Given instruction A.
List the causes the onion post gives for the poor showing of the first onion seedlings.

▬▬▬▬▬▬▬▬▬▬

The Walden Effect: Farming, simple living, permaculture, and invention.

Onion day

Spring garden

I feel a bit like a kid who swears the dog ate her homework when year after year I have to report trials and tribulations with our bulb onions.  Unfortunately, this year is no different.

Pot of baby onions

The problems began on February 1 when I started onion seeds saved from last year in the same plastic flats I've been using for seven years now.  Even though my germination test said the onion seeds were pretty good, not very many came up, and most of those that did sprout soon damped off.

I think the problem was partially due to fungi hanging out in the plastic flat, but it was exacerbated by old, unvigorous seeds and by cold weather that prevented me from putting the flats outside to enjoy the sunshine.  Cool, damp, dark conditions were perfect for the damping-off fungus to colonize weakened seedlings, but I was able to get another set of seeds going by putting newly-bought seeds in a pot instead of in the problematic flats.

Onion sets

I had been concerned that a pot of onion seedlings would be trouble to transplant, and I did have to gently tease each seedling apart, doubling my transplant time.  I don't mind the extra minutes, though, as long as these guys take.

▬▬▬▬▬▬▬▬▬▬

Given instruction B.
Rewrite the records from the line with "# Trace the outline of every instance of the ford" through the end of the records, replacing "taillight" with "tail lamp" and leaving everything else unchanged.

Material provided.
▬▬▬▬▬▬▬▬▬▬

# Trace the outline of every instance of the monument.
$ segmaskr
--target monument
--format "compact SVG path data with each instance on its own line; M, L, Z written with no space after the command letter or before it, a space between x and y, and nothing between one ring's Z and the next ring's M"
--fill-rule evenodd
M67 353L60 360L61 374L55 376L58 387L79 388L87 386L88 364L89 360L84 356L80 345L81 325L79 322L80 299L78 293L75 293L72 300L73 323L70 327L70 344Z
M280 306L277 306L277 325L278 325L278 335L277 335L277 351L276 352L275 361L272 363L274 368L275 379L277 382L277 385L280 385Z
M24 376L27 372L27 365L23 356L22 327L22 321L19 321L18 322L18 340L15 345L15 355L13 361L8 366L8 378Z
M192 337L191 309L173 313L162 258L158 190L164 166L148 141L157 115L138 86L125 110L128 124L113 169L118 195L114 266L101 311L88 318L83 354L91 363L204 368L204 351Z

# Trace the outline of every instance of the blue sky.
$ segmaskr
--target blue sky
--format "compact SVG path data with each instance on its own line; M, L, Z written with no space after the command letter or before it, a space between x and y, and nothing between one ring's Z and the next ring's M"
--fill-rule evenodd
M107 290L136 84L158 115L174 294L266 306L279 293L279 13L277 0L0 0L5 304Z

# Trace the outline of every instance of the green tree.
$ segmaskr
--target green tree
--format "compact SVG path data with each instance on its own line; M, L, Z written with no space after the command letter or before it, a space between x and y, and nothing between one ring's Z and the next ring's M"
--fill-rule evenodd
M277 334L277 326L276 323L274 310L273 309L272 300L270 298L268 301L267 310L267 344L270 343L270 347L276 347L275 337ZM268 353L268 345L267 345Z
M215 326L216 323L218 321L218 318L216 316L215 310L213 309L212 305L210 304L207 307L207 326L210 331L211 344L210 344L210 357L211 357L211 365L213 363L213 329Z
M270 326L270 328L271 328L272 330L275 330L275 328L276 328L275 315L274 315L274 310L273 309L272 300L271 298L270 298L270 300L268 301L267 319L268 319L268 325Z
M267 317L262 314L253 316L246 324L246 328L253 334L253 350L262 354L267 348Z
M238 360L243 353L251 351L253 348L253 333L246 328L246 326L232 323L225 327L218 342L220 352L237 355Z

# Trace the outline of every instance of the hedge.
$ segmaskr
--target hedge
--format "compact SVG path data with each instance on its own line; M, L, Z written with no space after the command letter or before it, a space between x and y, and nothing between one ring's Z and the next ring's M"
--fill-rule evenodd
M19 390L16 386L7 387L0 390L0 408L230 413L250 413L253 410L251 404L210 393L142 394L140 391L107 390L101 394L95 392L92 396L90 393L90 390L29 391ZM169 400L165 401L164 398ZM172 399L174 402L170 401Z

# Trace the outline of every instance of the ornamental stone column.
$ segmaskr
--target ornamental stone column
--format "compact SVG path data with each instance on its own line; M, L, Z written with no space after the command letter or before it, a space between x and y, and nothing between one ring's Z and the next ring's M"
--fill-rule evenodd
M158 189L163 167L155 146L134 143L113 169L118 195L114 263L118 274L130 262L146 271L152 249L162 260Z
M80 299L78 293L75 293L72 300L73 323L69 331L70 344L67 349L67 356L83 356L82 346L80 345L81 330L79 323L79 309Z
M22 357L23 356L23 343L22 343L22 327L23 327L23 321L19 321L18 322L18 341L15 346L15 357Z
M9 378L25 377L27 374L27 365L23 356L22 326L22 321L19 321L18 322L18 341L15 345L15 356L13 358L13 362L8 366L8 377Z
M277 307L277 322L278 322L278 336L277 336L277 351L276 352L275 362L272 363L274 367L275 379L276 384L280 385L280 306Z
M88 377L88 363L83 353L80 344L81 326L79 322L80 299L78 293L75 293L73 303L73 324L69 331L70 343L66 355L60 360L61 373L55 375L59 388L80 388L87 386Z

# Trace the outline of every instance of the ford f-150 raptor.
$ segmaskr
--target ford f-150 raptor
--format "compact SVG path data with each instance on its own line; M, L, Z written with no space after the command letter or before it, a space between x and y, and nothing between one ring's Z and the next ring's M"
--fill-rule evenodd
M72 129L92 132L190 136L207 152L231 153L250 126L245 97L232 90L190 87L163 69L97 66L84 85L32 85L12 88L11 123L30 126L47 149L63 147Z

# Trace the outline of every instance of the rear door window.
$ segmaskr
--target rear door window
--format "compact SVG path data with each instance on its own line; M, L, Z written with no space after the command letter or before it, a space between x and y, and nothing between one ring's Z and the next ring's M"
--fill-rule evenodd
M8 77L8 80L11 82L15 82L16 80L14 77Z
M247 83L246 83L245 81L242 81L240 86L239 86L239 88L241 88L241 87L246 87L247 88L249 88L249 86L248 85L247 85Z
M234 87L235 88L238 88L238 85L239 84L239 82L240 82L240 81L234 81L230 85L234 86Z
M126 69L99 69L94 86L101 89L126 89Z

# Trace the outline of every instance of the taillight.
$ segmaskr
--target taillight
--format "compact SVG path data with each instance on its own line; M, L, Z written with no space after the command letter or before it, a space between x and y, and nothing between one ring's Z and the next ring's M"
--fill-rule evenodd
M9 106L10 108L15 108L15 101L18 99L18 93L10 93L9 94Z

▬▬▬▬▬▬▬▬▬▬

Finished answer A.
- Fungi living in the plastic flat
- Old, unvigorous seeds
- Cold weather that kept the flats from being put outside in the sunshine

Finished answer B.
# Trace the outline of every instance of the ford f-150 raptor.
$ segmaskr
--target ford f-150 raptor
--format "compact SVG path data with each instance on its own line; M, L, Z written with no space after the command letter or before it, a space between x and y, and nothing between one ring's Z and the next ring's M"
--fill-rule evenodd
M72 129L92 132L190 136L207 152L231 153L250 126L245 97L232 90L190 87L163 69L97 66L84 85L32 85L12 88L11 123L30 126L47 149L63 147Z

# Trace the outline of every instance of the rear door window.
$ segmaskr
--target rear door window
--format "compact SVG path data with each instance on its own line; M, L, Z written with no space after the command letter or before it, a space between x and y, and nothing between one ring's Z and the next ring's M"
--fill-rule evenodd
M8 77L8 80L11 82L15 82L16 80L14 77Z
M247 83L246 83L245 81L242 81L240 86L239 86L239 88L241 88L241 87L246 87L247 88L249 88L249 86L248 85L247 85Z
M234 87L235 88L238 88L238 85L239 84L239 82L240 82L240 81L234 81L230 85L234 86Z
M126 69L99 69L94 86L101 89L126 89Z

# Trace the outline of every instance of the tail lamp.
$ segmaskr
--target tail lamp
--format "compact SVG path data with each instance on its own line; M, L, Z written with no space after the command letter or before it, a space between x and y, and nothing between one ring's Z and the next ring's M"
--fill-rule evenodd
M9 106L10 108L15 108L15 101L18 99L18 93L10 93L9 94Z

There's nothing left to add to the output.